→ **INSTRUCTION A**: Repeat the rows word for word, everything from the start of the rows down through the line containing "38), (66, 38)]", with both ends included.

[START TEXT PROVIDED]

One final point deserves some discussion. 48 U.S.C. § 751, part of the Puerto Rican Federal Relations Act, provides that the Interstate Commerce Act and the Safety Appliance Act shall not apply to Puerto Rico. Caribtow argues that this provision means that all enactments dealing with interstate commerce cannot apply to the Commonwealth, and that, since the Occupational Safety and Health Act is phrased primarily in terms of interstate commerce, the ban contained in § 751 extends to it. But § 751 does not in terms or by any reasonable implication mean any more than what it clearly says: that two particular laws shall not operate in Puerto Rico.11

We conclude, therefore, that the Occupational Safety and Health Act of 1970 applies to Puerto Rico, and that the Secretary of Labor and the Occupational Safety and Health Review Commission acted well within their authority.

The order of the Commission is affirmed.

[END TEXT PROVIDED]
[START DATASET CONTENT]

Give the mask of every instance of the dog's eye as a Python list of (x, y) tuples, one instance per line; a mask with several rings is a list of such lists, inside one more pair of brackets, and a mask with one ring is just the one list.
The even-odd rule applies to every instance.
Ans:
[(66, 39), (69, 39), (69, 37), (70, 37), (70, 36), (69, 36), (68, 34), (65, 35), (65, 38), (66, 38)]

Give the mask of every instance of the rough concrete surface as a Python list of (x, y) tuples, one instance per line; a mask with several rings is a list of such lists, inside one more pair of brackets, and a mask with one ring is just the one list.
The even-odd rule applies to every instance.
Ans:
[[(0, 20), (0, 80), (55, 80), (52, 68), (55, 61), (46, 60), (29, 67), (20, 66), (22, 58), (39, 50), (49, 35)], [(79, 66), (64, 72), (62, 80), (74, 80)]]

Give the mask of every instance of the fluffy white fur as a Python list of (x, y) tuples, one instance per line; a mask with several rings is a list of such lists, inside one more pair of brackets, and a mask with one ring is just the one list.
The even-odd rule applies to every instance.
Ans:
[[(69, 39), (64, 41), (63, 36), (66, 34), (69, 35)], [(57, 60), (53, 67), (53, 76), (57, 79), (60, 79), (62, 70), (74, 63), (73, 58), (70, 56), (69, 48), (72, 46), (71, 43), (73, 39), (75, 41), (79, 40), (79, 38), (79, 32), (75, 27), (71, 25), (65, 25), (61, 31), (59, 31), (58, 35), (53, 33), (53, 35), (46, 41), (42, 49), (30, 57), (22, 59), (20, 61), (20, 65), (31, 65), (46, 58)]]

[END DATASET CONTENT]

→ **INSTRUCTION B**:
Answer from the passage on Puerto Rico and the Occupational Safety and Health Act:
(i) Which two laws does 48 U.S.C. § 751 say shall not apply to Puerto Rico?
(ii) Who acted well within their authority?
(iii) What happens to the order of the Commission?

→ **EXPECTED ANSWER A**:
Give the mask of every instance of the dog's eye as a Python list of (x, y) tuples, one instance per line; a mask with several rings is a list of such lists, inside one more pair of brackets, and a mask with one ring is just the one list.
The even-odd rule applies to every instance.
Ans:
[(66, 39), (69, 39), (69, 37), (70, 37), (70, 36), (69, 36), (68, 34), (65, 35), (65, 38), (66, 38)]

→ **EXPECTED ANSWER B**:
(i) The Interstate Commerce Act and the Safety Appliance Act.
(ii) The Secretary of Labor and the Occupational Safety and Health Review Commission.
(iii) It is affirmed.